* **Description of the task**: Find every line in the data below that contains the string "texture" and copy each of those lines. Case matters.

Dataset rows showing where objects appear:

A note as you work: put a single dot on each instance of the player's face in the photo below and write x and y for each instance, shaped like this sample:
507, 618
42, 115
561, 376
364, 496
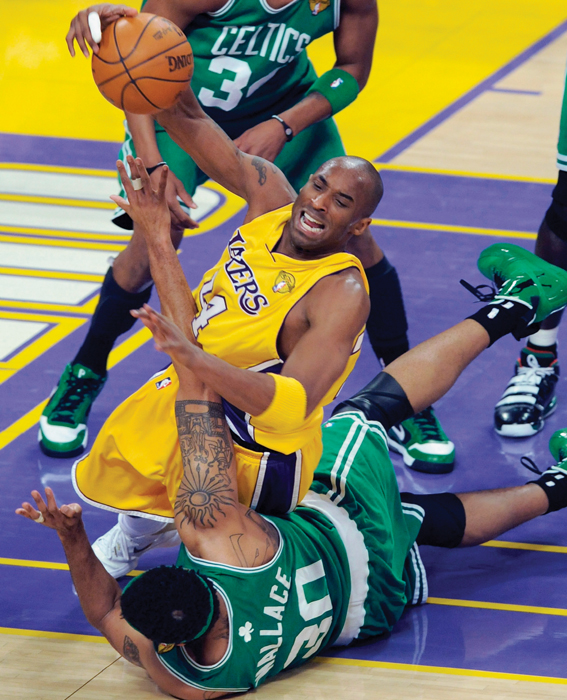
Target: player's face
325, 210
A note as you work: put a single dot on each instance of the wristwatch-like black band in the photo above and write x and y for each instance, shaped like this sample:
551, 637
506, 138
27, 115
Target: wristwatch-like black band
155, 167
288, 131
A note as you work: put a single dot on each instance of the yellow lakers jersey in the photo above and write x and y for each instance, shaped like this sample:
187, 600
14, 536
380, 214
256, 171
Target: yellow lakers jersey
243, 302
135, 464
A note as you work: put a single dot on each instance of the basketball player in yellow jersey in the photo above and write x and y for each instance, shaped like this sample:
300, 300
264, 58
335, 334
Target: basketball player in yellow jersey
284, 297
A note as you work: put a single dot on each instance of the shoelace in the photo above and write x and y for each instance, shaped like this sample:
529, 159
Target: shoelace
427, 424
531, 375
528, 463
76, 392
476, 291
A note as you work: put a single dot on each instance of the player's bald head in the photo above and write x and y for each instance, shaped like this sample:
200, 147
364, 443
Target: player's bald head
366, 181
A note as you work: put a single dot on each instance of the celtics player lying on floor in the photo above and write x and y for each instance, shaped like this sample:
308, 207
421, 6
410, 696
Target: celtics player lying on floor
253, 595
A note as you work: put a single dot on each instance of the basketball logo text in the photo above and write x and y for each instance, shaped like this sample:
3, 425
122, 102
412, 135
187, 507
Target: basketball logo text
178, 62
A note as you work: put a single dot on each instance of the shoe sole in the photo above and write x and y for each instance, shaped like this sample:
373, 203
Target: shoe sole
62, 454
419, 465
526, 429
519, 254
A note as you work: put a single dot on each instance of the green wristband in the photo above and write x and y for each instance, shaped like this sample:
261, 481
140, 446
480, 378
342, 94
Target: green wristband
338, 87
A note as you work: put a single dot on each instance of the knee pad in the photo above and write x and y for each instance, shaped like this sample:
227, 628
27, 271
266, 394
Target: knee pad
444, 518
382, 400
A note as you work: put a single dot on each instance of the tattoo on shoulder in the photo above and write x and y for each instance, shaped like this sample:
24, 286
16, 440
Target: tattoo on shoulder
260, 165
206, 489
130, 652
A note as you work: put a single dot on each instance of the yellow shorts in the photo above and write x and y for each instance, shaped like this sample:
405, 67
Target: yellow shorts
135, 463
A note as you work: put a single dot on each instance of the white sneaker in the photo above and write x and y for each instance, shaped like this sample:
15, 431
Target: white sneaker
119, 553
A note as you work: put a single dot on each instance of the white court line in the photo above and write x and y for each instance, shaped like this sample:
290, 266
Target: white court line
37, 257
50, 291
14, 334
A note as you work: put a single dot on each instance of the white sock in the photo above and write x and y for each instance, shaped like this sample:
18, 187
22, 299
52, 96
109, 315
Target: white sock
139, 527
545, 338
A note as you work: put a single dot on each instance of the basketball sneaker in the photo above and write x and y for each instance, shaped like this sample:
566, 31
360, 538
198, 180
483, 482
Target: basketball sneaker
63, 423
529, 396
522, 277
423, 444
119, 553
553, 480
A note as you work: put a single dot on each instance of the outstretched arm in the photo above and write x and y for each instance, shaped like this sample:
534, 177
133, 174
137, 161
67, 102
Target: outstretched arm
99, 594
149, 209
261, 184
210, 520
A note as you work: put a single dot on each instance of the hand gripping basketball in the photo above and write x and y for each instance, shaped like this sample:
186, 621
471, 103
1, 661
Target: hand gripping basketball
143, 63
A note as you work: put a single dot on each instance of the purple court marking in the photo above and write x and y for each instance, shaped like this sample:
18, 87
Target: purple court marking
516, 92
472, 94
45, 150
429, 263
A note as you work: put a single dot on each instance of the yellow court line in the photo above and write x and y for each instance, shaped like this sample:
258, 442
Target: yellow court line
479, 604
49, 274
464, 173
86, 245
53, 565
28, 420
57, 201
556, 549
53, 233
474, 230
53, 635
57, 169
439, 669
64, 326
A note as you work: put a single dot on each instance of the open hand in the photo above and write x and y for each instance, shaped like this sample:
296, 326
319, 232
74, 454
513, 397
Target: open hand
167, 336
173, 190
64, 520
80, 32
146, 206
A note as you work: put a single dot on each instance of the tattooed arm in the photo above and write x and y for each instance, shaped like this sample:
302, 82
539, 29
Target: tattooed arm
211, 522
259, 182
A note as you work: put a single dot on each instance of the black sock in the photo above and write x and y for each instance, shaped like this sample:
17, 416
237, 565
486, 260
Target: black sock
111, 318
387, 324
506, 317
544, 348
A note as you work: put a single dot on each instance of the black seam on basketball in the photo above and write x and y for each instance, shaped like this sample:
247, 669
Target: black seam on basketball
147, 60
138, 39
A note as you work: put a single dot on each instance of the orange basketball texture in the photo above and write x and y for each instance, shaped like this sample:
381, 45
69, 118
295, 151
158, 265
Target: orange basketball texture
144, 63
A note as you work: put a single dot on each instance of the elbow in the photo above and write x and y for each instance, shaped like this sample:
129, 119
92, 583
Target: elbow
287, 410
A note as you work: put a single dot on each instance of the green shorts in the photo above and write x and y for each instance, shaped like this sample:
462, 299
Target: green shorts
298, 158
562, 143
356, 474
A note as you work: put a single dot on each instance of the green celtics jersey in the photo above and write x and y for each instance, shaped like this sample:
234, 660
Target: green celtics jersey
280, 614
249, 56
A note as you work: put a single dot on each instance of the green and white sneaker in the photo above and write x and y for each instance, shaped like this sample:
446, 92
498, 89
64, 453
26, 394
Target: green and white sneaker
423, 444
63, 423
522, 277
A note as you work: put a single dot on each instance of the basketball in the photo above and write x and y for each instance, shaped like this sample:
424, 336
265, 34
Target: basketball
144, 63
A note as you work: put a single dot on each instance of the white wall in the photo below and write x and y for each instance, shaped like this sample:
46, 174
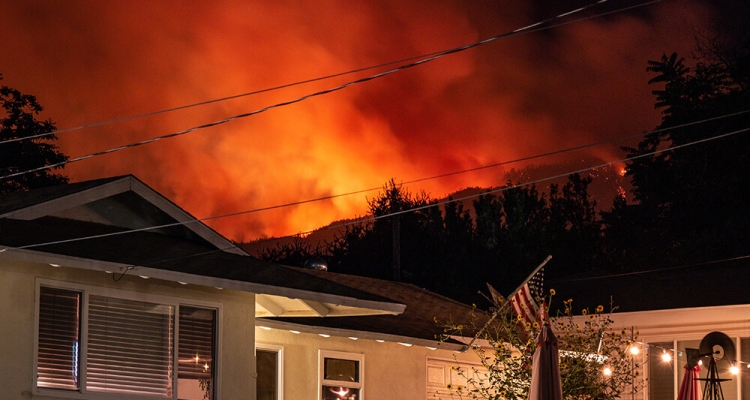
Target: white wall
392, 371
17, 305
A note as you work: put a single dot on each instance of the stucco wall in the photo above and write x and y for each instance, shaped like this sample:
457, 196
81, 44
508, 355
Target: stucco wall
392, 371
17, 304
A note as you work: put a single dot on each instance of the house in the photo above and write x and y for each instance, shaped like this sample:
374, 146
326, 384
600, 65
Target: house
98, 304
382, 356
671, 310
110, 291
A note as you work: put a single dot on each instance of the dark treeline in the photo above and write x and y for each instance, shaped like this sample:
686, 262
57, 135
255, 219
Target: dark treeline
690, 204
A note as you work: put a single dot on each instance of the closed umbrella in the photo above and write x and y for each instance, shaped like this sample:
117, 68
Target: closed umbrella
545, 373
690, 386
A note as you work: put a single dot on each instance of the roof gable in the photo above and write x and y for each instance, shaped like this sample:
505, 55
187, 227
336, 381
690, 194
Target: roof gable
123, 202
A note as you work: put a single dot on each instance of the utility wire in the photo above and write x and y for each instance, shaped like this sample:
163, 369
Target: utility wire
428, 57
323, 92
374, 218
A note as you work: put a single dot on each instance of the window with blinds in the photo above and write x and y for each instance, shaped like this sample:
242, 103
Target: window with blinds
341, 375
59, 335
196, 353
131, 346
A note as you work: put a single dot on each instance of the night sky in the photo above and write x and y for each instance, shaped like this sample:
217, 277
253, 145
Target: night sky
94, 61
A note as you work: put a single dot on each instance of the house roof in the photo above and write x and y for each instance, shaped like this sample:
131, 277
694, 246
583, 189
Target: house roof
121, 201
93, 210
706, 285
417, 325
20, 200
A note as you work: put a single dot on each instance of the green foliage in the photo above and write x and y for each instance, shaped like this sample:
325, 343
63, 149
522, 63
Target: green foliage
588, 344
20, 122
438, 242
688, 202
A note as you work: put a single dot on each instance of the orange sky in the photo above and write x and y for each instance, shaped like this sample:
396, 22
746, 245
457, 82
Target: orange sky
92, 61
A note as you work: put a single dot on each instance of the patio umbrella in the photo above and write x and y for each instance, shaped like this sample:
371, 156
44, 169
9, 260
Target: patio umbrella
545, 373
690, 386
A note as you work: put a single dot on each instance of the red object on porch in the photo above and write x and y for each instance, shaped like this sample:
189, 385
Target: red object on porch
690, 387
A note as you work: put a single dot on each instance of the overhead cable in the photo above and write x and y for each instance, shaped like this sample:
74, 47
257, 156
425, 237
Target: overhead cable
427, 56
523, 30
374, 218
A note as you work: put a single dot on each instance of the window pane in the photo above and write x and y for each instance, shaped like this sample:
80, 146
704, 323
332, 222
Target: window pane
267, 368
59, 323
340, 393
341, 370
129, 347
196, 353
661, 377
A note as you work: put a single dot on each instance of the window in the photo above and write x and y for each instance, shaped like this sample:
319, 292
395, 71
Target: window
269, 364
341, 375
661, 375
101, 342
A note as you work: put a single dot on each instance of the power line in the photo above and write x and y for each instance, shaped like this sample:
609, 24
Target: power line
523, 30
438, 54
374, 218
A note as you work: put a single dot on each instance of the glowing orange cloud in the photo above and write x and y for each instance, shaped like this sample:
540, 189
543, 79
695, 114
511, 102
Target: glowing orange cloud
90, 61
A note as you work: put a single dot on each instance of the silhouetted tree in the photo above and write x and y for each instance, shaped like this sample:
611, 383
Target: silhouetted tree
28, 154
689, 202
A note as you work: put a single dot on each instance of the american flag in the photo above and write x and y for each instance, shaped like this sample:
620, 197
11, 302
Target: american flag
527, 298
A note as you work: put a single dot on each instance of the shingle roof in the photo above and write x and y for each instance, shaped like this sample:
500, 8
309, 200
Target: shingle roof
417, 321
707, 285
18, 200
163, 252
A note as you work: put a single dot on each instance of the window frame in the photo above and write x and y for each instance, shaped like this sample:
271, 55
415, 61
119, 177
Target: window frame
341, 355
86, 290
279, 350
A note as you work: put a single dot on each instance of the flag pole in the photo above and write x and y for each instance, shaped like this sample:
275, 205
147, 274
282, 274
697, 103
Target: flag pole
497, 309
531, 275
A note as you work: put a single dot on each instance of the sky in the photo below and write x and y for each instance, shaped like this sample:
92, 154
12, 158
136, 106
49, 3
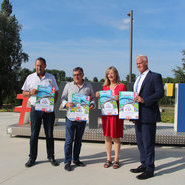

* **Answer to the exercise**:
A note as you work: put a single dot on each instance of the orange basketball texture in the photo above and write x and y for each instance, shaped like this sample:
Target: orange basketball texture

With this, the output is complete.